According to the judgment header below, on what date was the appeal heard?

## Document text
= = =

Lorreck and Watts (No 2)
[2016] FamCAFC 42
•23 March 2016
FAMILY COURT OF AUSTRALIA
| LORRECK & WATTS (NO. 2) | [2016] FamCAFC 42 |
| FAMILY LAW – APPEAL – CHILDREN – Where the mother appeals against final parenting orders which permitted the father to take the children to Europe for a holiday and dismissed her application that the Court hold the children’s passports and transfer the proceedings to the Cairns Registry of the Federal Circuit Court – Where children holidayed in Europe and returned to Australia as planned – Where the parties agreed that the primary judge determine the applications in chambers in Canberra – Where as a consequence of the making of final parenting orders there were no proceedings to transfer – Where the mother did not formulate her remaining grounds in a manner which could establish an error of law– Appeal dismissed – No order as to costs. FAMILY LAW – APPEAL – PRACTICE AND PROCEDURE – Where the father sought on appeal that a vexatious proceedings order be made per s 102QB of the Family Law Act 1975 (Cth) – Where such an order was not sought at first instance – Where the mother opposes the making of such an order on the basis that her conduct does not meet the requirements of s 102QB of the Act – Whether a Court exercising appellate jurisdiction is invested with power pursuant to s 102QB to make, in the first instance, a vexatious proceedings order – Where the father failed to establish the elements required in s 102QB – Application dismissed. |
| Family Law Act 1975 (Cth): ss 4(1), 94AAA(3), 102Q(1), 102QB |
| Lorreck & Watts [2012] FamCAFC 75 Lorreck & Watts [2013] FamCAFC 66 Lorreck & Watts (No 2) [2013] FamCAFC 128 |
| APPELLANT: | Ms Lorreck |
| RESPONDENT: | Mr Watts |
| FILE NUMBER: | CAC | 23 | of | 2009 |
| APPEAL NUMBER: | EA | 114 | of | 2015 |
| DATE DELIVERED: | 23 March 2016 |
| PLACE DELIVERED: | Sydney |
| PLACE HEARD: | Sydney |
| JUDGMENT OF: | Ryan J |
| HEARING DATE: | 8 March 2016 |
| LOWER COURT JURISDICTION: | Federal Circuit Court of Australia |
| LOWER COURT JUDGMENT DATE: | 19 June 2015 |
| LOWER COURT MNC: | [2015] FCCA 1653 |
REPRESENTATION
| FOR THE APPELLANT: | Ms Lorreck appeared in person via video link |
| FOR THE RESPONDENT: | Mr Watts appeared in person via video link |
Orders
The appeal be dismissed.

= = =

## Provided information
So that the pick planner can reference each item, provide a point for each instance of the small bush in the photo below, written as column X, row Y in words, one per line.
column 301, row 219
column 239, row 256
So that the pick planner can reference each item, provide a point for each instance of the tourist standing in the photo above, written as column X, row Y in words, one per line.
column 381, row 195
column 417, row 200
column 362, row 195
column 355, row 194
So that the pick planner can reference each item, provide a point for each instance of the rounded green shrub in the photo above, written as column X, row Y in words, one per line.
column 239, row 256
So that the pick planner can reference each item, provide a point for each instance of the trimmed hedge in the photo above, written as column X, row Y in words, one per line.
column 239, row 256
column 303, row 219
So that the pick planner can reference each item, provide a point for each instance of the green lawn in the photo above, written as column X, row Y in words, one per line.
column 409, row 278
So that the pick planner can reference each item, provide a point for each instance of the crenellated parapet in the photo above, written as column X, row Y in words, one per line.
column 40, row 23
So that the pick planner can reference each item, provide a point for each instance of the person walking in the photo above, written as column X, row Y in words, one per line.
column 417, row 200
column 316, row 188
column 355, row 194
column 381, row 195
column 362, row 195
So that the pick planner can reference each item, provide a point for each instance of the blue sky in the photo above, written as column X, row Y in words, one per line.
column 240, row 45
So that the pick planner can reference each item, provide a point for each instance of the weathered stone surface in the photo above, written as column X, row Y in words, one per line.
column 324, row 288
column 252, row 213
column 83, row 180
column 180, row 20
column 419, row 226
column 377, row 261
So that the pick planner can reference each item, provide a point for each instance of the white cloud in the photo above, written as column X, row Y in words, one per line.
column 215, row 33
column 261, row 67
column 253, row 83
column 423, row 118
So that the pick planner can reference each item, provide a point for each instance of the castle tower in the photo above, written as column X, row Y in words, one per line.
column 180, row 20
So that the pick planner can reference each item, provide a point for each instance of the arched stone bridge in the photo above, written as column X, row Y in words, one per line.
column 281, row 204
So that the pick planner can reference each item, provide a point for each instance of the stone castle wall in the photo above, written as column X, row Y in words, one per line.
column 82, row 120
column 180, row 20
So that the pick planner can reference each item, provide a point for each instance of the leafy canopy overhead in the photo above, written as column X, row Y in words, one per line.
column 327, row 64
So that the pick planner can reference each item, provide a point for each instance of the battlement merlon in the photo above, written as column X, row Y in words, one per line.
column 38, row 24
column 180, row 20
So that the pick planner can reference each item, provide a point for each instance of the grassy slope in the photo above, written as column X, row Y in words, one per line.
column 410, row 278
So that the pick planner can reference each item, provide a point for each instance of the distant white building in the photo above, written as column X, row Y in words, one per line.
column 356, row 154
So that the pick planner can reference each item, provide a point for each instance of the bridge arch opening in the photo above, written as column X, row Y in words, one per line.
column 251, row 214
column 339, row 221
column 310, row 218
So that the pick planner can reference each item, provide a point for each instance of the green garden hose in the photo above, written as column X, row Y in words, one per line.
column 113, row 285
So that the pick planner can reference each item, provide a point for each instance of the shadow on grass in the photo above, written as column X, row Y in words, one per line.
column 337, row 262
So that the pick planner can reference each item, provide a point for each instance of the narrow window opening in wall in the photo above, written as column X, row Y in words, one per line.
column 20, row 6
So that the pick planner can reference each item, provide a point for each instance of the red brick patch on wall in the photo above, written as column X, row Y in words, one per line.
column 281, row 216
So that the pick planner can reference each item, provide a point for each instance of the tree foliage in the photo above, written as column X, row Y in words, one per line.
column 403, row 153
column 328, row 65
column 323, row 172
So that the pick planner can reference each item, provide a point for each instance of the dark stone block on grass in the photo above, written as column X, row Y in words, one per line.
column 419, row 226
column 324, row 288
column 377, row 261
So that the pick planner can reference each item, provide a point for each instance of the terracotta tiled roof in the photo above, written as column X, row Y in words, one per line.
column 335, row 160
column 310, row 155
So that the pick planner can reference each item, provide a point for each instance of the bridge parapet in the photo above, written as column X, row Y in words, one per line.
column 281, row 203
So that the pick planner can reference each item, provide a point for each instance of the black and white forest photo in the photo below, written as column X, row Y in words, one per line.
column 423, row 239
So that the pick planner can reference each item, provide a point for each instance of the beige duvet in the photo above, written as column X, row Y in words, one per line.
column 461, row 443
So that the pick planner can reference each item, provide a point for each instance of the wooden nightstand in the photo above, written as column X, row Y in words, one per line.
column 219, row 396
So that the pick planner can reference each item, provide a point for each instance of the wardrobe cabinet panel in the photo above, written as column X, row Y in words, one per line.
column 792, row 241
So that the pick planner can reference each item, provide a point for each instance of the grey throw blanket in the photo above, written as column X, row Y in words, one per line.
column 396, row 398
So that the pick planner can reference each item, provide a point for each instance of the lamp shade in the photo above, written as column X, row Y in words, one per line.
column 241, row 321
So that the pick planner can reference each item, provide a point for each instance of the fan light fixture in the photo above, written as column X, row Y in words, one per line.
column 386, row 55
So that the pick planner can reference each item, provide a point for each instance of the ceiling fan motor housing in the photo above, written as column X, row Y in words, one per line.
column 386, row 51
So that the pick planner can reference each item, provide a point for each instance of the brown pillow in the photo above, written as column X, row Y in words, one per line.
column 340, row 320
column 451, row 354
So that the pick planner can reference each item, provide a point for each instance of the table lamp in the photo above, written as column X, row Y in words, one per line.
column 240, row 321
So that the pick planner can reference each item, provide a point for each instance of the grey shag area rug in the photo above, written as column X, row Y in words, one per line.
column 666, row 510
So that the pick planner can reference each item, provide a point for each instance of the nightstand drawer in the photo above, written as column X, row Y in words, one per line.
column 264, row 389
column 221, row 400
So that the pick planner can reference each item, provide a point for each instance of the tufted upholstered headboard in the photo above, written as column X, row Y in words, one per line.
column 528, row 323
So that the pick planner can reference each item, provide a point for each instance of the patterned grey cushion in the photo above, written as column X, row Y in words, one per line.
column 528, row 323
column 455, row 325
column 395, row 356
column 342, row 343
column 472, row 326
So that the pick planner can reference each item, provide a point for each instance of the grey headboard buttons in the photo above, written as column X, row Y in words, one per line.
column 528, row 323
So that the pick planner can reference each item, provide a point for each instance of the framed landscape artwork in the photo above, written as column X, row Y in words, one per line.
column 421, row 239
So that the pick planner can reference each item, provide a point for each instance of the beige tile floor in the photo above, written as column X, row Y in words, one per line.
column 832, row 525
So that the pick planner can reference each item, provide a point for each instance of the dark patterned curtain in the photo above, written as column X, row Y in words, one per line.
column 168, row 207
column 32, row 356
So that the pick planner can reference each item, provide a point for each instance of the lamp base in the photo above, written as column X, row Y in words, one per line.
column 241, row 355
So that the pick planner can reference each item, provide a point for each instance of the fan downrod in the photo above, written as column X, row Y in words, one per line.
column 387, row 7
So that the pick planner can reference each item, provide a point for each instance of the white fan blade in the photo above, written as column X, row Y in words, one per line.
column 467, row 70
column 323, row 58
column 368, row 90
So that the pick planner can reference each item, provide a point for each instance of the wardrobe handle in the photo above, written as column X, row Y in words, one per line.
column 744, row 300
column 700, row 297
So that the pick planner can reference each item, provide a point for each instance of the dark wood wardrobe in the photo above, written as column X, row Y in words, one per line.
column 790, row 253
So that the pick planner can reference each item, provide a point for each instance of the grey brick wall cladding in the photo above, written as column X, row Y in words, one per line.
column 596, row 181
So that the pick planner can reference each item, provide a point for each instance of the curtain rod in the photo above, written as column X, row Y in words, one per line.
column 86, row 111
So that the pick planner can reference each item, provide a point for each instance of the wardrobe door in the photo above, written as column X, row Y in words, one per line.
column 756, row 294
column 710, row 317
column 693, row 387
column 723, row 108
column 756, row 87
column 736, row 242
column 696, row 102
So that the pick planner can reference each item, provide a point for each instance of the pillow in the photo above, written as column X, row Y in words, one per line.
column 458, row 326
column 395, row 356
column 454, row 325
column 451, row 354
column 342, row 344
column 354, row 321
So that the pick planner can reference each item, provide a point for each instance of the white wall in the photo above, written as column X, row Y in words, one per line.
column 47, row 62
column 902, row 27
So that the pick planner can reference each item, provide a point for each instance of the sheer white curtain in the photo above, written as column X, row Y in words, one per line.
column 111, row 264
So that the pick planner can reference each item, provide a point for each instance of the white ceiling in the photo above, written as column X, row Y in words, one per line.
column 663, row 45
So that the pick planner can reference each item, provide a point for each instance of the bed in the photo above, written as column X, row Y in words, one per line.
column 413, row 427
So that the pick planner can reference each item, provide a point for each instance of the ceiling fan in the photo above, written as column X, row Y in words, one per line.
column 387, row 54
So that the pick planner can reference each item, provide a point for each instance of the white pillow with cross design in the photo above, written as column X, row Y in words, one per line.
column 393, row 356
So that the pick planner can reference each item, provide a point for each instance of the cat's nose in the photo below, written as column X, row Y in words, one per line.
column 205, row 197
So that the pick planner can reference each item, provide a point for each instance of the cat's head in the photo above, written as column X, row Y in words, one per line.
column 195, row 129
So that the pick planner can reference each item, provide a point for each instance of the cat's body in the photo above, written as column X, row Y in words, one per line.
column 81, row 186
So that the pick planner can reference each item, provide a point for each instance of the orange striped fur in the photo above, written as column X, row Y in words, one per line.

= = =

## Exercise result
8 March 2016